━━━━━ Supplied passage

We have made tremendous advances in technology, but looking at the cost of it all, is it worth it?
Would we in the next 100 years look at the status of the world and wonder if it was all worth it. Whether we could have done something to change it all.
Well, we have the opportunity now. It’s certainly not too late.
We don’t have to live in trees or go back to the dark ages. Instead, we can start by doing different things to live more sustainably.
- Reduce and reuse. Aim to cut back on consumption of goods that are not required. Do you really need to upgrade that smartphone or TV? Do you need to buy disposable cups and plates? Stick with your old tech for a while; you won’t die. Wash those plates and cups. Buy reusable grocery bags and save on plastic handbags.
- Then, when you can’t reuse anymore, recycle the garbage. It means to look out for recyclable goods. Buy plastic items that can be recycled. Aim for packaging using corrugated cardboard over plastic fillers. Aim to use items in glass or aluminium as those two items are 100% recyclable.
- Aim to eat meats with no hormones or antibiotics in them. Try local farms that treat their chickens more humanely than any commercial farms that fatten chickens in a short amount of time by pumping them full of steroids.
- Reduce meat intake altogether and eat more plants. Animal farms use more energy, take up more land, use more water, and produce more greenhouse gasses than any plant farms would.

━━━━━━━━━━
━━━━━ Data

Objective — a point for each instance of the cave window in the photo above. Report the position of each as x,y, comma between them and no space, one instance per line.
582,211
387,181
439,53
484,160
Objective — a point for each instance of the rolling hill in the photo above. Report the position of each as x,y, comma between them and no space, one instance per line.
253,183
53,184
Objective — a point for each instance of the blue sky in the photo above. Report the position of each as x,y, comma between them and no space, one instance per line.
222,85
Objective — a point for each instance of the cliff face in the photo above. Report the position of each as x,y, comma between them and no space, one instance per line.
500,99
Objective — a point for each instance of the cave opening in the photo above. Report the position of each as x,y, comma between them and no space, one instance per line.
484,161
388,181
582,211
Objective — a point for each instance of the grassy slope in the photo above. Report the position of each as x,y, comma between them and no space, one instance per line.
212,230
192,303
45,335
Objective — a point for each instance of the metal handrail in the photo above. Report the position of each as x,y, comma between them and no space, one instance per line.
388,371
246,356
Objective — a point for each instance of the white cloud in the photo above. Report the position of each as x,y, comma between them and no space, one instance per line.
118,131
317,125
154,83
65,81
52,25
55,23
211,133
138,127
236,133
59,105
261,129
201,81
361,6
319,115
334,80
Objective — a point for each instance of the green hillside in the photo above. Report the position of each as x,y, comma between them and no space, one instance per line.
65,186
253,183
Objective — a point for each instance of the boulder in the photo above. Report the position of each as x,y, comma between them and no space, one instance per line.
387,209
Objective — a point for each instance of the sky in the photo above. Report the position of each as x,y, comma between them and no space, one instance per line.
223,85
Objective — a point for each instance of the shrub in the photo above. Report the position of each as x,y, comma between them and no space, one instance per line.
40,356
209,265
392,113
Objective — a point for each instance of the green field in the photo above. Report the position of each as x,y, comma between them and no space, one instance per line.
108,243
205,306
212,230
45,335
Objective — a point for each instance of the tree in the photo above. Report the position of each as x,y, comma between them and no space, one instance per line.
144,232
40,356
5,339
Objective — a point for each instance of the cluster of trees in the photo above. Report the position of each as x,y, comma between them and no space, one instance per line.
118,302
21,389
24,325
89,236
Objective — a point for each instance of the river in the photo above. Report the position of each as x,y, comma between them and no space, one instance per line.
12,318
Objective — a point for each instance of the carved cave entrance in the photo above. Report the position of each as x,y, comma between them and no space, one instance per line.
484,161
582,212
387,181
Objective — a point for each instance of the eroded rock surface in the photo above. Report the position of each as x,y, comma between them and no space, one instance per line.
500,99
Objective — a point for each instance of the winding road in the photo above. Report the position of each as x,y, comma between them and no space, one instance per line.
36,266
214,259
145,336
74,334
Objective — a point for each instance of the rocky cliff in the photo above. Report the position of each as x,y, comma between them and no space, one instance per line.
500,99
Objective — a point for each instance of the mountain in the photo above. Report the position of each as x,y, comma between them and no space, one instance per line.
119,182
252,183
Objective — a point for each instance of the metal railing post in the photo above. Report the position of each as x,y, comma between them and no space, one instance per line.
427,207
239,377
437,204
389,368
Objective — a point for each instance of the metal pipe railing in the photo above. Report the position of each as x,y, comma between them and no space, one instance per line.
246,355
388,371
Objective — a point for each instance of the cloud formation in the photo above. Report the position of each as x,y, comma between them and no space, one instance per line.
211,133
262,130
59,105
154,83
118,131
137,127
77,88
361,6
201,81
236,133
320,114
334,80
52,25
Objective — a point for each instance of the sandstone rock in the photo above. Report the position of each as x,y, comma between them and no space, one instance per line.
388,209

━━━━━━━━━━

## Written problem 1
In the records, convert the lines running from the line containing "Objective — a point for each instance of the sandstone" through the end of the records, both ends included, into a JSON list of strings with one string per line, omitting blank lines.
## Written problem 2
Continue the text on living more sustainably from the point where it stops.

## Exercise answer 1
[
  "Objective — a point for each instance of the sandstone rock in the photo above. Report the position of each as x,y, comma between them and no space, one instance per line.",
  "388,209"
]

## Exercise answer 2
- Buy from the farmer’s market and cut back on foods grown with pesticides.
- Aim to reduce your energy consumption by turning off lights whenever you don’t need them. When you leave a room, for example. Install motion detection lights outside so that the lights come on when it detects motion and not stay on consistently.
- Turn off taps when you brush your teeth. Use a bucket to wash your car. Ensure that all leaky faucets are fixed.
- Take walks or bicycle to nearby locations. Use public transport if you could. Mass transit is more efficient at transporting large amounts of people than just a single car. Carpool. Try to locate shopping close by that you can get all your shopping done without much travelling. Map out your errands so you can cover the shortest distance and use the least energy doing so.
If each of us does a little, it can go a long way.